Although the entries contain pictures, repeat only their words, exactly as written.
START Record set
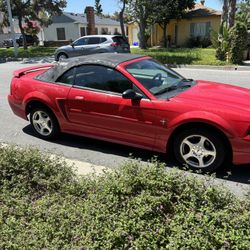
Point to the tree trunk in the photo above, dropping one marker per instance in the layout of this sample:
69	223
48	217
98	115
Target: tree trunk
121	15
165	35
22	32
232	10
142	37
224	16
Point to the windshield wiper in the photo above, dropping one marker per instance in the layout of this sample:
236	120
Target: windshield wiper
184	83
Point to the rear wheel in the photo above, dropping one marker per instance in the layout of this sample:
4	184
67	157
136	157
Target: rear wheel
44	123
200	149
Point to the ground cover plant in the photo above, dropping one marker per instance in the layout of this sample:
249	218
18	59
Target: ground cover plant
END Record set
**Worked solution**
Point to the tree trunk in the photo above, dropping one marker per instance in the layout of this sample:
69	223
48	217
98	115
Target: tree trunk
121	15
165	35
22	32
232	10
142	37
224	16
Point to the windshield wiper in the photo above, dropping one marker per instance in the layout of this sample:
236	120
Target: windshield wiper
184	83
Point to the rear wheel in the photo above, dropping one marker per instance in the layout of this sample:
4	184
67	157
136	157
Target: rear wheel
44	123
200	149
Point to the ground cover plant in the photo above, dropping one marker per instance in the layout of this sample:
249	218
18	59
Target: ground cover plant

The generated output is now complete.